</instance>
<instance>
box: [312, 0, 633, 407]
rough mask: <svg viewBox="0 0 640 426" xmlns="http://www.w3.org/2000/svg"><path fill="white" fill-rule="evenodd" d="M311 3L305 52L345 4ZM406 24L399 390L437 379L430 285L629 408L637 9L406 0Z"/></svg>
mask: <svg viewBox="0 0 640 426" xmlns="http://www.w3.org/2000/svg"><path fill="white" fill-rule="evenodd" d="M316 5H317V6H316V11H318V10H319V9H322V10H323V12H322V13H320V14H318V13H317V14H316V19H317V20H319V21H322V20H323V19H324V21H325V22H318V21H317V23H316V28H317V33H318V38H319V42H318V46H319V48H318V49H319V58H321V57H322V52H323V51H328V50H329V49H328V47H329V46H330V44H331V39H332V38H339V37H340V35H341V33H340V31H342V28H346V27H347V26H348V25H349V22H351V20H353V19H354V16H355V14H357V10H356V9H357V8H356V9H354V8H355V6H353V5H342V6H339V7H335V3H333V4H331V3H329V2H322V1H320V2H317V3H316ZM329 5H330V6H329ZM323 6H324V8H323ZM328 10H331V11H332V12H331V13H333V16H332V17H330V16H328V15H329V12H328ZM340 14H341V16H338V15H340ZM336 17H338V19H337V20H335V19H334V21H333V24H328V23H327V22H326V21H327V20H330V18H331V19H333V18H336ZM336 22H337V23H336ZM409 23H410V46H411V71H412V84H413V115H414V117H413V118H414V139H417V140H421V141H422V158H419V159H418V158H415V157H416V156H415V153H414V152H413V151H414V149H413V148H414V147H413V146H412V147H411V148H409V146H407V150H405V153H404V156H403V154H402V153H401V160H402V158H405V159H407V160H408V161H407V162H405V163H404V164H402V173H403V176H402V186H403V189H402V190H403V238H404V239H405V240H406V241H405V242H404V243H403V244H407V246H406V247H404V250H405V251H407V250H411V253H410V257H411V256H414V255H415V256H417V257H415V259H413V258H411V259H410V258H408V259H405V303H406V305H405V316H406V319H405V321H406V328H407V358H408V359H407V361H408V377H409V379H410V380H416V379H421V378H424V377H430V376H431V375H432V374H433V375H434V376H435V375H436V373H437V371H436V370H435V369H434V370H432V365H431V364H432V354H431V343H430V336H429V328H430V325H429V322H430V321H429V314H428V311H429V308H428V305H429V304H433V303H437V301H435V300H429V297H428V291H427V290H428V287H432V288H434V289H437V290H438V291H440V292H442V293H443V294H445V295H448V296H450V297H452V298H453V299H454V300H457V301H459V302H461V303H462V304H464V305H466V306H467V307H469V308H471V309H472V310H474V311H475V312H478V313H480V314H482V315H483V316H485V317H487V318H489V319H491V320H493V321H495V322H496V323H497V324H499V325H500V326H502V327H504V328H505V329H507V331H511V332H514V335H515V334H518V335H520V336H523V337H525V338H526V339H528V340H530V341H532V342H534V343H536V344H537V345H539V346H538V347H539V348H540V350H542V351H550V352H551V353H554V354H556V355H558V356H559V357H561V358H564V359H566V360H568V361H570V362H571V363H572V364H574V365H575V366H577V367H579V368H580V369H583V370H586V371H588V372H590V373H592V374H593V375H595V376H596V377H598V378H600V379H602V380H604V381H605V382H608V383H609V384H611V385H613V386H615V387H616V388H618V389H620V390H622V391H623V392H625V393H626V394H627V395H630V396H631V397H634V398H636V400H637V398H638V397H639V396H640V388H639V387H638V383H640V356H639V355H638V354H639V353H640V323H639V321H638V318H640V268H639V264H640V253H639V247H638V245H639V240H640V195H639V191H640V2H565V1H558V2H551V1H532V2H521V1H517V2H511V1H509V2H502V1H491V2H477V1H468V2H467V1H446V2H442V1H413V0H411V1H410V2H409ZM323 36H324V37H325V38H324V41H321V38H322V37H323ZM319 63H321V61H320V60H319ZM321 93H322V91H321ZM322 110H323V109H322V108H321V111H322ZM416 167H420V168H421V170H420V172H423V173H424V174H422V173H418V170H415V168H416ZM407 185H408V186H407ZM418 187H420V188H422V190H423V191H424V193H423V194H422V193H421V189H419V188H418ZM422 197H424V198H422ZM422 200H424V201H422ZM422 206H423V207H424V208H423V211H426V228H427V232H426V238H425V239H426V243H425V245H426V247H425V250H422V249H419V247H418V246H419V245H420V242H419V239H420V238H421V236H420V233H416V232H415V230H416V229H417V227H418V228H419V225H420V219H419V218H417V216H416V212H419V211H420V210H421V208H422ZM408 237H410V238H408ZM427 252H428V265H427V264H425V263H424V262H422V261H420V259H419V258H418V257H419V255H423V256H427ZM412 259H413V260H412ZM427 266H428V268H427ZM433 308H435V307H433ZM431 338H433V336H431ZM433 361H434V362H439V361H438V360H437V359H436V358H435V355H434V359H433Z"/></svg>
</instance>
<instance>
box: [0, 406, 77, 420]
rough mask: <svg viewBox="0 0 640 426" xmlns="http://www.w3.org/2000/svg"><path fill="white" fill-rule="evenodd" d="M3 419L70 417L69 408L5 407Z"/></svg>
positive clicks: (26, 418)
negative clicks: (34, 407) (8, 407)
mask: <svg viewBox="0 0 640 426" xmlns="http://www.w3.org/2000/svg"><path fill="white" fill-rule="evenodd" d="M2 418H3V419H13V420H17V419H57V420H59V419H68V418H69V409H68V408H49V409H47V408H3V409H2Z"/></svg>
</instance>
_____
## [Task item]
Pick out every line of the records that contains the word "rough", matching case exactly.

## [Answer area]
rough mask: <svg viewBox="0 0 640 426" xmlns="http://www.w3.org/2000/svg"><path fill="white" fill-rule="evenodd" d="M311 3L305 52L345 4ZM406 24L399 390L437 379L430 285L629 408L637 9L406 0Z"/></svg>
rough mask: <svg viewBox="0 0 640 426" xmlns="http://www.w3.org/2000/svg"><path fill="white" fill-rule="evenodd" d="M3 419L70 417L69 408L5 407Z"/></svg>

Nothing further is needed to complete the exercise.